• WHAT YOU HAVE TO DO: Rewrite the lines below beginning with the line containing "the woman in red" and continuing through the line containing "x=482 y=227", changing "black umbrella" to "blue umbrella" and leaving everything else unchanged.

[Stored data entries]
-- Start --

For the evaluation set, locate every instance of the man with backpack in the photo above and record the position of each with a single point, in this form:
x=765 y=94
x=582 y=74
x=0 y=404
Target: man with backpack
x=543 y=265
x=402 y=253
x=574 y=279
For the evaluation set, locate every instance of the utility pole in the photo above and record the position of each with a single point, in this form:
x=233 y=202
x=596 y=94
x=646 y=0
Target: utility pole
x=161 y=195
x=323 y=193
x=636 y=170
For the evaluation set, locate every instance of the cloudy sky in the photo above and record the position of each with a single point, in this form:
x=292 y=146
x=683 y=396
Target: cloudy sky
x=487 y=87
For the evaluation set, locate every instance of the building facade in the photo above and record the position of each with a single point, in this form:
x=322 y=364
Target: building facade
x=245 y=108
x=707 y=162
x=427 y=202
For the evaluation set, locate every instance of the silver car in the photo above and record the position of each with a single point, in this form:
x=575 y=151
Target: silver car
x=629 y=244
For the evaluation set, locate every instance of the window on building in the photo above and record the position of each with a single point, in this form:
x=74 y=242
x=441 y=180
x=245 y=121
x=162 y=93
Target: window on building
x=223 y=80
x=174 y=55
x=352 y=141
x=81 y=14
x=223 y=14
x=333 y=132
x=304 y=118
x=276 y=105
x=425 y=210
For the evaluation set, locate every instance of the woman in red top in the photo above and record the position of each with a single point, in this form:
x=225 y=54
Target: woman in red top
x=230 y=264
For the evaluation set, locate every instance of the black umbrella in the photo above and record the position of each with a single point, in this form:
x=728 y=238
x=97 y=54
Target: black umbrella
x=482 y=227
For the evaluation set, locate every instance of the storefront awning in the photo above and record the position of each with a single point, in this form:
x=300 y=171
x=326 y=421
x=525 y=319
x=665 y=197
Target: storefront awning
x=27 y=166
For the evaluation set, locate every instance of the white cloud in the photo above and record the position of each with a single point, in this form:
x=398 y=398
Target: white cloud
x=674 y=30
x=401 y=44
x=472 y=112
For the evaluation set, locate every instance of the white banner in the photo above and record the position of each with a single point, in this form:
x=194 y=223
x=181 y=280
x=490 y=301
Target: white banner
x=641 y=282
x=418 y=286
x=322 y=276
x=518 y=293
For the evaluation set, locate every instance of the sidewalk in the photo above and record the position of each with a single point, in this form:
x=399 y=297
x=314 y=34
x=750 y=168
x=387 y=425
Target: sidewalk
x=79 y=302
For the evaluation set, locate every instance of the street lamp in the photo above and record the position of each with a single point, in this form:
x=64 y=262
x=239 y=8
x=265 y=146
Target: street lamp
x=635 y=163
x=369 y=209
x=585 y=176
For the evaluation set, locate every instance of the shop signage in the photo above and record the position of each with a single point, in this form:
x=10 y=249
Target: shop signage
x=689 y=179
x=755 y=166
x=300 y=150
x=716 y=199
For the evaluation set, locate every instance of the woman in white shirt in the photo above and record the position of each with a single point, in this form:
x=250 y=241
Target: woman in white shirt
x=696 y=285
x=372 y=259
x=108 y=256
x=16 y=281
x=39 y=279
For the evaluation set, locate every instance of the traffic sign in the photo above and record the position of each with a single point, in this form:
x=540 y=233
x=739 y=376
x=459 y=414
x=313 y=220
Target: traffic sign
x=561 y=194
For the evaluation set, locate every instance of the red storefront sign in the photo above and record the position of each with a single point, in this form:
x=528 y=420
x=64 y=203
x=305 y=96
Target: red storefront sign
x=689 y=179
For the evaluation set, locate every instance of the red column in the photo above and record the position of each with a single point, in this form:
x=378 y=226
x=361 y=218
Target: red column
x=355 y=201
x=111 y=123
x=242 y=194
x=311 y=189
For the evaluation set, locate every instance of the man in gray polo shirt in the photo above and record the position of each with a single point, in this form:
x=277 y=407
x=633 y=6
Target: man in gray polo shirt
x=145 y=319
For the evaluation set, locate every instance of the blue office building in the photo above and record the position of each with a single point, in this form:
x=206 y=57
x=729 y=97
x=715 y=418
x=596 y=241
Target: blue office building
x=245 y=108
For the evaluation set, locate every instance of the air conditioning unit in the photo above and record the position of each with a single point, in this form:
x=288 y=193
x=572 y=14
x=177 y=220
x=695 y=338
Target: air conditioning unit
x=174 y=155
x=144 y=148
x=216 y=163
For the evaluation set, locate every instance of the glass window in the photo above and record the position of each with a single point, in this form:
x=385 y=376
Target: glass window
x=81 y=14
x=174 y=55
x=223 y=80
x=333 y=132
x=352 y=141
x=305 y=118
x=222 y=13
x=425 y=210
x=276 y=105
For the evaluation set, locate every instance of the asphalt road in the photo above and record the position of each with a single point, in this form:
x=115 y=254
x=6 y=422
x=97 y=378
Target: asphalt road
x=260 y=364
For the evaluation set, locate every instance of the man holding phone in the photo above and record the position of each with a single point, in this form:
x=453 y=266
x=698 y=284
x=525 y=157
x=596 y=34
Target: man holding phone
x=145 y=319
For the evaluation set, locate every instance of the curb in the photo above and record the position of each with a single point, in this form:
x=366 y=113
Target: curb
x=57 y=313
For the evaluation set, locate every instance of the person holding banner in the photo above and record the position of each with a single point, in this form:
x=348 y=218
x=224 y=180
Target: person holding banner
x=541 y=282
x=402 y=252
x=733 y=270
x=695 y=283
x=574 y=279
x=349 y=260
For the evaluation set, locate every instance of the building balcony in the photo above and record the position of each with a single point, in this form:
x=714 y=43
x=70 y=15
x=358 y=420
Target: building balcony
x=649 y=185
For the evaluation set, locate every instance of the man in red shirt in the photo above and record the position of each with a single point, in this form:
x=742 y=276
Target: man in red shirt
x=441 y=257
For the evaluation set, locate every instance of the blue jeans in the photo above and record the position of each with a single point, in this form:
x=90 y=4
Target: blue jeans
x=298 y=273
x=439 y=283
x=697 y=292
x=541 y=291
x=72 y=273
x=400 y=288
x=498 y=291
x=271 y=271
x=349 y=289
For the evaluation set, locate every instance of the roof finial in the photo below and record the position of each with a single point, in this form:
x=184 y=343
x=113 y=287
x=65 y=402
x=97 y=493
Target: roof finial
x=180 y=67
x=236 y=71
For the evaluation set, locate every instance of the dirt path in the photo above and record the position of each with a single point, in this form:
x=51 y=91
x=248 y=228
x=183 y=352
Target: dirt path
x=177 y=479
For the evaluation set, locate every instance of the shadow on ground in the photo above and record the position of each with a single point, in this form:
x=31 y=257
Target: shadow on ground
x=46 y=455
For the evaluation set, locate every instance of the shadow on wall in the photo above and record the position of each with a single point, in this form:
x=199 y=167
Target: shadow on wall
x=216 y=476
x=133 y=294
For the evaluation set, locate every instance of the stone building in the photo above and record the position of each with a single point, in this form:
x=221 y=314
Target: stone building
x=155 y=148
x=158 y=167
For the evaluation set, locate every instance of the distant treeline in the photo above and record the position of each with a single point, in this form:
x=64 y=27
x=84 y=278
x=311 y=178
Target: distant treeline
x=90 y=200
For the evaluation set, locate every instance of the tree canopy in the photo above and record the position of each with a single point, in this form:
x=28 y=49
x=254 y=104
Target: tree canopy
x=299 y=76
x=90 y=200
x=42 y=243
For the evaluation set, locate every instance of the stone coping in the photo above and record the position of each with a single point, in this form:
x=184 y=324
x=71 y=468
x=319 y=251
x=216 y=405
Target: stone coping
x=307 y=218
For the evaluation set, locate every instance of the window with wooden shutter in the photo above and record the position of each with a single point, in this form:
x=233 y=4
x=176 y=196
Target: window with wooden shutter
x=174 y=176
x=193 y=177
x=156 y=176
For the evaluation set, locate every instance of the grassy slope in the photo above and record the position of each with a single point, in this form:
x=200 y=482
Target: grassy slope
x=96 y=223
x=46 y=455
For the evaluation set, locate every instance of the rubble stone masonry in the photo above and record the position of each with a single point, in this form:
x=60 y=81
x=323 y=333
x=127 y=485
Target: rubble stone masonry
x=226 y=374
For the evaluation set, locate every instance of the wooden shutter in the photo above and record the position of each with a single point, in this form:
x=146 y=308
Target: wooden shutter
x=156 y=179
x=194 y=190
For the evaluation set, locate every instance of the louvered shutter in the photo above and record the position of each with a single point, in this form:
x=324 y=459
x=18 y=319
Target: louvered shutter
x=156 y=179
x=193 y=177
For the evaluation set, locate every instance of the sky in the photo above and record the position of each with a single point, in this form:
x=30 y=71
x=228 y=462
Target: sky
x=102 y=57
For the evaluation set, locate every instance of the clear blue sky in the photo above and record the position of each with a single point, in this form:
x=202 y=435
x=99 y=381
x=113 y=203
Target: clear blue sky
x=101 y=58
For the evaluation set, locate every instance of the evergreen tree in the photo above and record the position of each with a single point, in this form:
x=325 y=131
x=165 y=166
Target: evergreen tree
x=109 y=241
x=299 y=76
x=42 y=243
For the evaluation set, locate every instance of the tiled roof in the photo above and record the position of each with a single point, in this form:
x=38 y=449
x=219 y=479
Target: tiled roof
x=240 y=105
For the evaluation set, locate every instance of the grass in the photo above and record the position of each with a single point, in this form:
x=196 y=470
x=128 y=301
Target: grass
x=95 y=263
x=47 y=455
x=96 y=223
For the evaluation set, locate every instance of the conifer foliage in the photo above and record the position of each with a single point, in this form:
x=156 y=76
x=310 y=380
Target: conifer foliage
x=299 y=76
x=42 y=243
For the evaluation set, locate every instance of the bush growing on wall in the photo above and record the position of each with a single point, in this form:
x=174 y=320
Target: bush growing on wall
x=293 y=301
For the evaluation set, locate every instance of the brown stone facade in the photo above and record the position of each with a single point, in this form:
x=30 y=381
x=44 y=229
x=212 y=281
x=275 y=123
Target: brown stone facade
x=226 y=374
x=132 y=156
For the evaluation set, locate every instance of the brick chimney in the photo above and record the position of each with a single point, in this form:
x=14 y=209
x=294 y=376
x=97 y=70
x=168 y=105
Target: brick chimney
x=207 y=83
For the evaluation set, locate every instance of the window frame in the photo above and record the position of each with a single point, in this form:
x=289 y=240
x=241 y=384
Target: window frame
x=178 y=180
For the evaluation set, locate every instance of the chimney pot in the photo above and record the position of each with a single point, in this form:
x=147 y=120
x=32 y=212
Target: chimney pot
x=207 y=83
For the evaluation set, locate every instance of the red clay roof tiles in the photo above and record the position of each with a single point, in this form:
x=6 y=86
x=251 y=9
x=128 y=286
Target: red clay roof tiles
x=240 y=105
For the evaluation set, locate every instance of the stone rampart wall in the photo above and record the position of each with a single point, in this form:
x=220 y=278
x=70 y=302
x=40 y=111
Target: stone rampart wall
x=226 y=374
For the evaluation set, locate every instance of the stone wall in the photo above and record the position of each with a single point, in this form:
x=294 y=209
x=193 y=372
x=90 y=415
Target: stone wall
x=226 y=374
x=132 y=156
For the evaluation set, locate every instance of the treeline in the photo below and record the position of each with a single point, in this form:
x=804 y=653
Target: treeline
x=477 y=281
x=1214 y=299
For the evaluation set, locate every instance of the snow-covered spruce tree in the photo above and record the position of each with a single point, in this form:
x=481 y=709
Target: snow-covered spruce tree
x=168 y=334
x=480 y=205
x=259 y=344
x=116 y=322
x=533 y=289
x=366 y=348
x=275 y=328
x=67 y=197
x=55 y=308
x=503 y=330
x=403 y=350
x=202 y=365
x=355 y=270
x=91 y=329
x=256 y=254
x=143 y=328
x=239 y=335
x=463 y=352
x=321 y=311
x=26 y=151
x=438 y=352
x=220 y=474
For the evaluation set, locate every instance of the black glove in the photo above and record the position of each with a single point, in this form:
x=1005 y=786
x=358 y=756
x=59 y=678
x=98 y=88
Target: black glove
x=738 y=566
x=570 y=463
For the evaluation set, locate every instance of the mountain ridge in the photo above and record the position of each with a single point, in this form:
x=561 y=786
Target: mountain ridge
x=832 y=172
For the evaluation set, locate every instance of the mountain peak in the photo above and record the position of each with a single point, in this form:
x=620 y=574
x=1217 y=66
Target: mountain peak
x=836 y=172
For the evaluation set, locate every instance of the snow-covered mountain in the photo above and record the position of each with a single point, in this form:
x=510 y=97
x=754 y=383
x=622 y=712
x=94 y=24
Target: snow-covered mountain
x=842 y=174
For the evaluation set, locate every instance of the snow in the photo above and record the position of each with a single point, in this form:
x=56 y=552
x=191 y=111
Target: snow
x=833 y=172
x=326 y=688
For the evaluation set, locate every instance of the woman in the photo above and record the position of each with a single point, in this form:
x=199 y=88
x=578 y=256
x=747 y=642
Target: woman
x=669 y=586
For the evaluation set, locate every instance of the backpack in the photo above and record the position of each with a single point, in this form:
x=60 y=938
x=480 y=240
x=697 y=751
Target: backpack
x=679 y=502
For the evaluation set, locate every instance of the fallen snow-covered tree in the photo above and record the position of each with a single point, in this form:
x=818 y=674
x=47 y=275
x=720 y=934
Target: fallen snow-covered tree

-- End --

• ANSWER BELOW:
For the evaluation set, locate every instance of the woman in red top in the photo above and record the position of each with a single point, in this form:
x=225 y=54
Target: woman in red top
x=230 y=264
For the evaluation set, locate every instance of the blue umbrella in the photo above and record the position of each with a single point, in this form:
x=728 y=238
x=97 y=54
Target: blue umbrella
x=482 y=227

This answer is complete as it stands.